Instructions for the task – Rewrite the entries from the line containing "of the handwritten" through the last line, inclusive, changing "handwritten" to "painted" and leaving everything else as it is.

### Material for this task ###

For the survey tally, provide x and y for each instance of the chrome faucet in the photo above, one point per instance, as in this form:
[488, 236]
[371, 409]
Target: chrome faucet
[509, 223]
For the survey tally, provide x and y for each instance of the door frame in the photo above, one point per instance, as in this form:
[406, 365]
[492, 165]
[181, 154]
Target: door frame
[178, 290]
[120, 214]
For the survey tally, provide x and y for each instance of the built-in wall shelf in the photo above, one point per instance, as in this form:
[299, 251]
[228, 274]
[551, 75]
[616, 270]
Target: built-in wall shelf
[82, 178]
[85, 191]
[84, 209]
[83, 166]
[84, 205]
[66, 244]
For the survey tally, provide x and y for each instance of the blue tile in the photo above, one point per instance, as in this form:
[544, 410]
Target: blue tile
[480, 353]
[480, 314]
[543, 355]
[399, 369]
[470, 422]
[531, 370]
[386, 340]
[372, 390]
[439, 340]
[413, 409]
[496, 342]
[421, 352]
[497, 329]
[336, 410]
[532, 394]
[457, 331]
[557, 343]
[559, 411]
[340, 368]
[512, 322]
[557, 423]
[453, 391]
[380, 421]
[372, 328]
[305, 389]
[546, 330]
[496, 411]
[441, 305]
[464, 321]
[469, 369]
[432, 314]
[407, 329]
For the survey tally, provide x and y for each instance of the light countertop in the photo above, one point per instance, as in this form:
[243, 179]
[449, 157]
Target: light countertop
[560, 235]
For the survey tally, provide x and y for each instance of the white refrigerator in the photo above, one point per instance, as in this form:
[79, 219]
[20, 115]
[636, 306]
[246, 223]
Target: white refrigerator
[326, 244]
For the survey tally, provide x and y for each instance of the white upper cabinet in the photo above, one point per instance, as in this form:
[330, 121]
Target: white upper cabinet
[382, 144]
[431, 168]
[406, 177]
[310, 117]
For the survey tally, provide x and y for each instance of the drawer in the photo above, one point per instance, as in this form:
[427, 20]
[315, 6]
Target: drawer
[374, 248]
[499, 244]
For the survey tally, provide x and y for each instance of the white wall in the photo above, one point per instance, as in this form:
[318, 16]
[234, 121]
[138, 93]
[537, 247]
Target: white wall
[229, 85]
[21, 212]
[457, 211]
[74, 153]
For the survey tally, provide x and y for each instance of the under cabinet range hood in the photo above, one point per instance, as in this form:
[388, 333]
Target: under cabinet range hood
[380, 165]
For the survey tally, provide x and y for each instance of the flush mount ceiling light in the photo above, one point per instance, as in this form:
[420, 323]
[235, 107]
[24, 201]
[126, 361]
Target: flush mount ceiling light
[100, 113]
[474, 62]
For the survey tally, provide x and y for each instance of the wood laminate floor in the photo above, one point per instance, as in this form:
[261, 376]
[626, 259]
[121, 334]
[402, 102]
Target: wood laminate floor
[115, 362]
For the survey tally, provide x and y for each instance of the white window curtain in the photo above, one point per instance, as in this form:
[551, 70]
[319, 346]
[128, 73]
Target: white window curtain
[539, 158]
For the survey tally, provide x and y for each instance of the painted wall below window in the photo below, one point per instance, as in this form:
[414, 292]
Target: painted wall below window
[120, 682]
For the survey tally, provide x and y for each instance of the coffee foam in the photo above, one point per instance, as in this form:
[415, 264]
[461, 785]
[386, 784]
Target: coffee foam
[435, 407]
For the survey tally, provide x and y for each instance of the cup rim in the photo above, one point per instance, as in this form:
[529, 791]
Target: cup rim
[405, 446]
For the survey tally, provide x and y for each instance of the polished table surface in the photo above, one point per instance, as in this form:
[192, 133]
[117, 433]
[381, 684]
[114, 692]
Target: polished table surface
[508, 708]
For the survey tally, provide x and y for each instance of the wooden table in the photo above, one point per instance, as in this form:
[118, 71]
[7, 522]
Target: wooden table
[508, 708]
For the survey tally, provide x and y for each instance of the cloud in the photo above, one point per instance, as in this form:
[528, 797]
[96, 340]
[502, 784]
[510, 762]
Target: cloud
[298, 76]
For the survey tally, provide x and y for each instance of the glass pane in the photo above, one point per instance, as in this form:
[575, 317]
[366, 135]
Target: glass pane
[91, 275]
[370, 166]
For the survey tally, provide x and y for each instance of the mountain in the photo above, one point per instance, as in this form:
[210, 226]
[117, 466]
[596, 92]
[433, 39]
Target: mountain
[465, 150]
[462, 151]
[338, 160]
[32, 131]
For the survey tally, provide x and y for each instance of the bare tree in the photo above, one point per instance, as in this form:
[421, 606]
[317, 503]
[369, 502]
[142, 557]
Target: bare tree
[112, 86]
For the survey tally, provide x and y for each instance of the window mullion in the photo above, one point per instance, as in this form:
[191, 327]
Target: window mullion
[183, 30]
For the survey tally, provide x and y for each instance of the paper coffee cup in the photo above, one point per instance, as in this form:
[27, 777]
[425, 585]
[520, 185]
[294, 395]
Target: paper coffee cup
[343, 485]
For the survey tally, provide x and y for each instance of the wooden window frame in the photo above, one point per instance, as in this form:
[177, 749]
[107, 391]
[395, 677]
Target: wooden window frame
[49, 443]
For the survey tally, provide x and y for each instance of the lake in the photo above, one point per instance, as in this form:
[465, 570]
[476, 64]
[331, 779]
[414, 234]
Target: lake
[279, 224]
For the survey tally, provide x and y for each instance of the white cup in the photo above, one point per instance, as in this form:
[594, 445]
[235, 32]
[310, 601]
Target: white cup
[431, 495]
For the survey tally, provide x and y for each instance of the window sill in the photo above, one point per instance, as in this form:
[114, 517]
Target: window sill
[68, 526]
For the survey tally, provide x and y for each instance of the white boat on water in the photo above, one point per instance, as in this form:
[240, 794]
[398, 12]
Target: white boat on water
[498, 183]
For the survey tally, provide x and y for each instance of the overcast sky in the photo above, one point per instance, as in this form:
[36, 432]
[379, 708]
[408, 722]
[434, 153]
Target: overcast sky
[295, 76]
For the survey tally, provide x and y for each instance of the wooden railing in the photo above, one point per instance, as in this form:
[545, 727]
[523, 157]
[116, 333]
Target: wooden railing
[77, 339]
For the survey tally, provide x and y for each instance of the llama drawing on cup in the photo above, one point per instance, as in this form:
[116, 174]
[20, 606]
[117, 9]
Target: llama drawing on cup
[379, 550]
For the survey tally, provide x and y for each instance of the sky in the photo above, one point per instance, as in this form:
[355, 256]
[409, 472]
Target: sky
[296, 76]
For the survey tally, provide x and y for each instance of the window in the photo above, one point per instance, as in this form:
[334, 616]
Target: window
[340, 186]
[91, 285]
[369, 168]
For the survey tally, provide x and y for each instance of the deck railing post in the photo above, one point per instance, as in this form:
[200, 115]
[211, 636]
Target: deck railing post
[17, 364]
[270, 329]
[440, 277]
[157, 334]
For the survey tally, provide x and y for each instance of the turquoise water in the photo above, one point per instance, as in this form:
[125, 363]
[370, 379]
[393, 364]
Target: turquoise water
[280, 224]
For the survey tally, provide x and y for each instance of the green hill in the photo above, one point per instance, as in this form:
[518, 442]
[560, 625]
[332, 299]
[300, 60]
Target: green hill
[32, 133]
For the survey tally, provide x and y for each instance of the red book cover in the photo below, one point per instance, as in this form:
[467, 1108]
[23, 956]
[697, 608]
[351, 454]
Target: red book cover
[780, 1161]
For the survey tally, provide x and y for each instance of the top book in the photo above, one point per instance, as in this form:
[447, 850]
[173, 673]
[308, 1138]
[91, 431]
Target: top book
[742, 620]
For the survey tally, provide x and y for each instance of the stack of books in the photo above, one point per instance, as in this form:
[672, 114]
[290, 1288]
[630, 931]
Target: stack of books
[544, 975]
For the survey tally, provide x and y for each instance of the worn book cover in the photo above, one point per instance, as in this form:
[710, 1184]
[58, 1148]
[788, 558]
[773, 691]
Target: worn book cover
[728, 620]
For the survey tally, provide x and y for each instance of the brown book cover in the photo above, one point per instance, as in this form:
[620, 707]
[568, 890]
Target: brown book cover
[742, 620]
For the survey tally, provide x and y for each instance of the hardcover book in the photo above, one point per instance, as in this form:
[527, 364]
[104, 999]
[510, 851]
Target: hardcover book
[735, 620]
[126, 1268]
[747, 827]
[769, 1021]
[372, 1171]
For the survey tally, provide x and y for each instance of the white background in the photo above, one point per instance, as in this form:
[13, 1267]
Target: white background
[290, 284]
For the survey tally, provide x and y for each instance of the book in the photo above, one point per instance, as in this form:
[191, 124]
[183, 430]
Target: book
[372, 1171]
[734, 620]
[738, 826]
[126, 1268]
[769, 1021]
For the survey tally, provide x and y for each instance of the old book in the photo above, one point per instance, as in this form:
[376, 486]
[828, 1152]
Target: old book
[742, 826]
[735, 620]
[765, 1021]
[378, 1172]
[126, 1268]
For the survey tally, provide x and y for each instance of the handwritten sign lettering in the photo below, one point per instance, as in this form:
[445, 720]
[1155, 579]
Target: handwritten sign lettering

###

The result –
For the survey tally, provide x and y for each instance of the painted sign lettering in the photo below, one point per instance, as in this form:
[445, 720]
[1155, 579]
Target: painted sign lettering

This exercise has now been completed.